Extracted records
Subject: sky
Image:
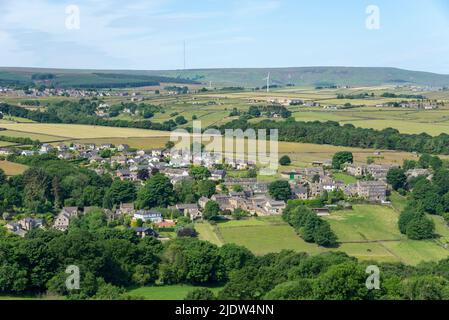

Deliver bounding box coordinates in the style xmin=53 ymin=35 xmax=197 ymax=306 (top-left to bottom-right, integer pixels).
xmin=0 ymin=0 xmax=449 ymax=73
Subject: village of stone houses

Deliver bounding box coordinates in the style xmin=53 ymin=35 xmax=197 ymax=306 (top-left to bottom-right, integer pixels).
xmin=1 ymin=139 xmax=428 ymax=241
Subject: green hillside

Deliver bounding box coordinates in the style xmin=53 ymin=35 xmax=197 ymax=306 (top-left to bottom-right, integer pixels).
xmin=148 ymin=67 xmax=449 ymax=87
xmin=2 ymin=66 xmax=449 ymax=88
xmin=0 ymin=67 xmax=197 ymax=88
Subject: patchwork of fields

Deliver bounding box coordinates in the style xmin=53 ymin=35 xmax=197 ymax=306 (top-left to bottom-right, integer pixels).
xmin=0 ymin=122 xmax=422 ymax=167
xmin=196 ymin=205 xmax=449 ymax=265
xmin=292 ymin=108 xmax=449 ymax=136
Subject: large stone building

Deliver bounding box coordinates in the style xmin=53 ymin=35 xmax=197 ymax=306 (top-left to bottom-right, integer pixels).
xmin=347 ymin=181 xmax=387 ymax=202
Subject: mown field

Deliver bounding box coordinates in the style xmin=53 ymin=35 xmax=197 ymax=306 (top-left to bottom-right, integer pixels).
xmin=0 ymin=161 xmax=28 ymax=176
xmin=292 ymin=108 xmax=449 ymax=136
xmin=0 ymin=123 xmax=173 ymax=139
xmin=196 ymin=205 xmax=449 ymax=265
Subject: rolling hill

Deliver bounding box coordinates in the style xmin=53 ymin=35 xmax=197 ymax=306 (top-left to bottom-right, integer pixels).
xmin=2 ymin=66 xmax=449 ymax=88
xmin=0 ymin=67 xmax=198 ymax=88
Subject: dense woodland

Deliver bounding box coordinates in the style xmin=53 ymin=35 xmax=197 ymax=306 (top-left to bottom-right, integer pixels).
xmin=3 ymin=219 xmax=449 ymax=300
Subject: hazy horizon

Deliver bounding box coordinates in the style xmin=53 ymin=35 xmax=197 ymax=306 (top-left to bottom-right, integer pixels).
xmin=2 ymin=65 xmax=449 ymax=77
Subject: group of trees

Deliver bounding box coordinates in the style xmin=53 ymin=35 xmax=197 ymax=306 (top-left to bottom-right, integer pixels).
xmin=108 ymin=102 xmax=162 ymax=119
xmin=279 ymin=155 xmax=292 ymax=166
xmin=0 ymin=210 xmax=256 ymax=299
xmin=283 ymin=202 xmax=338 ymax=248
xmin=218 ymin=250 xmax=449 ymax=300
xmin=0 ymin=155 xmax=118 ymax=214
xmin=388 ymin=155 xmax=449 ymax=240
xmin=217 ymin=118 xmax=449 ymax=155
xmin=0 ymin=101 xmax=177 ymax=132
xmin=332 ymin=151 xmax=354 ymax=170
xmin=230 ymin=105 xmax=291 ymax=120
xmin=5 ymin=213 xmax=449 ymax=301
xmin=0 ymin=135 xmax=41 ymax=146
xmin=396 ymin=168 xmax=449 ymax=240
xmin=269 ymin=181 xmax=292 ymax=202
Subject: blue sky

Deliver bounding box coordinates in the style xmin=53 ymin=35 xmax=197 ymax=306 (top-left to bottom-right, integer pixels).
xmin=0 ymin=0 xmax=449 ymax=73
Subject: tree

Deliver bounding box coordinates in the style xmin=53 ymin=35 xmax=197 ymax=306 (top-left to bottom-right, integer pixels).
xmin=418 ymin=154 xmax=432 ymax=169
xmin=432 ymin=169 xmax=449 ymax=195
xmin=265 ymin=280 xmax=313 ymax=300
xmin=104 ymin=179 xmax=136 ymax=208
xmin=314 ymin=222 xmax=338 ymax=248
xmin=51 ymin=176 xmax=62 ymax=209
xmin=100 ymin=149 xmax=112 ymax=159
xmin=177 ymin=227 xmax=198 ymax=238
xmin=248 ymin=106 xmax=261 ymax=117
xmin=22 ymin=167 xmax=51 ymax=213
xmin=403 ymin=160 xmax=417 ymax=171
xmin=81 ymin=186 xmax=104 ymax=207
xmin=232 ymin=208 xmax=250 ymax=220
xmin=232 ymin=184 xmax=244 ymax=192
xmin=401 ymin=276 xmax=449 ymax=300
xmin=406 ymin=216 xmax=435 ymax=240
xmin=429 ymin=156 xmax=443 ymax=171
xmin=332 ymin=152 xmax=353 ymax=170
xmin=137 ymin=169 xmax=150 ymax=181
xmin=136 ymin=174 xmax=175 ymax=209
xmin=175 ymin=179 xmax=197 ymax=203
xmin=185 ymin=288 xmax=216 ymax=300
xmin=165 ymin=141 xmax=175 ymax=150
xmin=196 ymin=180 xmax=216 ymax=198
xmin=398 ymin=206 xmax=419 ymax=235
xmin=189 ymin=166 xmax=211 ymax=180
xmin=92 ymin=279 xmax=125 ymax=300
xmin=387 ymin=168 xmax=407 ymax=191
xmin=0 ymin=169 xmax=6 ymax=185
xmin=159 ymin=239 xmax=225 ymax=285
xmin=218 ymin=244 xmax=254 ymax=275
xmin=203 ymin=201 xmax=220 ymax=221
xmin=279 ymin=155 xmax=292 ymax=166
xmin=313 ymin=263 xmax=370 ymax=300
xmin=269 ymin=181 xmax=291 ymax=201
xmin=175 ymin=116 xmax=187 ymax=125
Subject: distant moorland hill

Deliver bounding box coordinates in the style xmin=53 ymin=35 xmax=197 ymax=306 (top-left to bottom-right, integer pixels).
xmin=0 ymin=67 xmax=198 ymax=88
xmin=2 ymin=66 xmax=449 ymax=88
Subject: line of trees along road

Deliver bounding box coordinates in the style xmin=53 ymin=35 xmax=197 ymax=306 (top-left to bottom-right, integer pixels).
xmin=0 ymin=102 xmax=177 ymax=131
xmin=218 ymin=118 xmax=449 ymax=155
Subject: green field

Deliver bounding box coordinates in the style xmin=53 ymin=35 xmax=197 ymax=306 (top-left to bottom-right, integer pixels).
xmin=332 ymin=172 xmax=358 ymax=184
xmin=200 ymin=217 xmax=325 ymax=256
xmin=325 ymin=205 xmax=449 ymax=265
xmin=196 ymin=222 xmax=224 ymax=247
xmin=325 ymin=205 xmax=401 ymax=242
xmin=128 ymin=285 xmax=223 ymax=300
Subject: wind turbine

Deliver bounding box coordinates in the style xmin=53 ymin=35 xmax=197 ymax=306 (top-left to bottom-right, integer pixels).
xmin=264 ymin=72 xmax=271 ymax=93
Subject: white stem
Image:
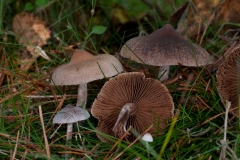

## PROBLEM
Within the data above, the span starting at the line containing "Subject: blue sky" and ending at the line containing "Subject: line of trees along road" is to be retyped exactly, with no other lines.

## RESULT FOR THIS EXERCISE
Subject: blue sky

Deliver bounding box coordinates in the style xmin=53 ymin=35 xmax=197 ymax=306 (top-left to bottom-right, integer pixels).
xmin=0 ymin=0 xmax=449 ymax=73
Subject: tree

Deliver bounding box coordinates in the style xmin=53 ymin=35 xmax=197 ymax=306 (top-left to bottom-right, integer pixels).
xmin=418 ymin=154 xmax=432 ymax=169
xmin=432 ymin=169 xmax=449 ymax=195
xmin=265 ymin=280 xmax=313 ymax=300
xmin=104 ymin=179 xmax=136 ymax=208
xmin=314 ymin=222 xmax=338 ymax=248
xmin=51 ymin=176 xmax=62 ymax=209
xmin=100 ymin=149 xmax=112 ymax=159
xmin=177 ymin=227 xmax=198 ymax=238
xmin=248 ymin=106 xmax=261 ymax=117
xmin=22 ymin=167 xmax=51 ymax=213
xmin=403 ymin=160 xmax=417 ymax=171
xmin=81 ymin=186 xmax=104 ymax=207
xmin=232 ymin=208 xmax=250 ymax=220
xmin=232 ymin=184 xmax=244 ymax=192
xmin=401 ymin=276 xmax=449 ymax=300
xmin=406 ymin=216 xmax=435 ymax=240
xmin=429 ymin=156 xmax=443 ymax=171
xmin=332 ymin=152 xmax=353 ymax=170
xmin=137 ymin=169 xmax=150 ymax=181
xmin=136 ymin=174 xmax=175 ymax=209
xmin=175 ymin=179 xmax=197 ymax=203
xmin=185 ymin=288 xmax=216 ymax=300
xmin=165 ymin=141 xmax=175 ymax=150
xmin=196 ymin=180 xmax=216 ymax=198
xmin=398 ymin=206 xmax=419 ymax=235
xmin=189 ymin=166 xmax=211 ymax=180
xmin=92 ymin=279 xmax=125 ymax=300
xmin=387 ymin=168 xmax=407 ymax=191
xmin=0 ymin=169 xmax=6 ymax=185
xmin=159 ymin=239 xmax=225 ymax=285
xmin=218 ymin=244 xmax=254 ymax=275
xmin=203 ymin=201 xmax=220 ymax=221
xmin=279 ymin=155 xmax=292 ymax=166
xmin=313 ymin=263 xmax=370 ymax=300
xmin=269 ymin=181 xmax=291 ymax=201
xmin=175 ymin=116 xmax=187 ymax=125
Subject: distant moorland hill

Deliver bounding box coordinates in the style xmin=53 ymin=35 xmax=197 ymax=306 (top-left to bottom-right, integer pixels).
xmin=0 ymin=67 xmax=198 ymax=88
xmin=2 ymin=66 xmax=449 ymax=88
Subject: line of trees along road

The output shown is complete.